FRAGEN:
a) Fassen Sie den Textauszug über den ehemaligen Fliegerhorst auf Sylt in zwei Sätzen zusammen.
b) Beantworten Sie anhand des Textauszugs über den ehemaligen Fliegerhorst die folgenden Fragen:
(i) Welcher Betrag wurde für den Beginn des Abrisses bereitgestellt?
(ii) In welcher Halle soll nach dem Willen der Initiative ein Kulturzentrum entstehen?
(iii) Wer besitzt die Planungshoheit über das Gelände?

TEXTAUSZUG:
------------------------------------------------
Der Kreativität keine Grenzen setzen
Gastbeitrag der Initiative für ein Kulturzentrum auf dem ehemaligen Fliegerhorst / Plädoyer für den Mut, „das Unmögliche zu denken“
Sylt
Obwohl die Nulllösung für das Gelände des ehemaligen Fliegerhorstes beschlossene Sache ist, kommt die öffentliche Diskussion über mögliche Teilnutzungen nicht zur Ruhe. Zuletzt wurde angesichts leerer Kassen politisch heftig über die schließlich beschlossene Bereitstellung von 300 000 Euro für den Beginn des Abrisses gestritten. In dieser Diskussion meldet sich jetzt eine Gruppe von Syltern zu Wort, die sich seit einiger Zeit für ein Kulturzentrum in der Halle 28 engagiert. Sie plädiert für ein Innehalten, um der Frage nachzugehen, was wirklich sinnvoll ist.„Einige Fragen wirft der Diskussionsprozess der letzten Monate auf. Immer wieder tauchen Beschwörungsformeln von hohen Nachzahlungen an den Bund bei einer Weiternutzung des Geländes auf. Die Angst, diese besondere Fläche doch noch an einen Investor zu verlieren, steckt vielen nach dem Desaster der Keitumer Therme in den Knochen. Vergessen wird dabei, dass ausschließlich die Gemeinde die Planungshoheit über das Gelände besitzt.
------------------------------------------------
VERFÜGBARE DATEN:
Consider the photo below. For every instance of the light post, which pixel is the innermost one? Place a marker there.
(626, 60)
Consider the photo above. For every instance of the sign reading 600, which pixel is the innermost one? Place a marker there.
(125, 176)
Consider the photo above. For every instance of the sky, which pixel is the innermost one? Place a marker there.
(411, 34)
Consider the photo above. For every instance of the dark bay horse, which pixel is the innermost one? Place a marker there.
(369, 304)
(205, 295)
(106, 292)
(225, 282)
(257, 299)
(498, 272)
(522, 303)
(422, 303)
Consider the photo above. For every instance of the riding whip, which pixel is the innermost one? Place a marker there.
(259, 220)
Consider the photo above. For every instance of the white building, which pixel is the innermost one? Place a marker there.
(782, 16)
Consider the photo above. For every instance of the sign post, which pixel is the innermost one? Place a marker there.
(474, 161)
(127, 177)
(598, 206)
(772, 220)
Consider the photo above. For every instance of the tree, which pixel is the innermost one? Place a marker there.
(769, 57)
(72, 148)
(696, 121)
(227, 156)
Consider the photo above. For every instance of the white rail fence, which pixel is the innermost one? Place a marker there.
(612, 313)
------------------------------------------------
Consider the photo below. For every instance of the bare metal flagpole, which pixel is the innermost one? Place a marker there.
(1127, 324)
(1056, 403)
------------------------------------------------
ANTWORTEN JE AUFGABE:
a) Obwohl die Nulllösung für das Gelände des ehemaligen Fliegerhorstes beschlossen ist und nach heftigem Streit 300 000 Euro für den Beginn des Abrisses bereitgestellt wurden, hält die öffentliche Diskussion über mögliche Teilnutzungen an. Eine Gruppe von Syltern, die sich für ein Kulturzentrum in der Halle 28 einsetzt, plädiert nun für ein Innehalten und erinnert daran, dass ausschließlich die Gemeinde die Planungshoheit über das Gelände besitzt.

b)
(i) 300 000 Euro
(ii) In der Halle 28
(iii) Ausschließlich die Gemeinde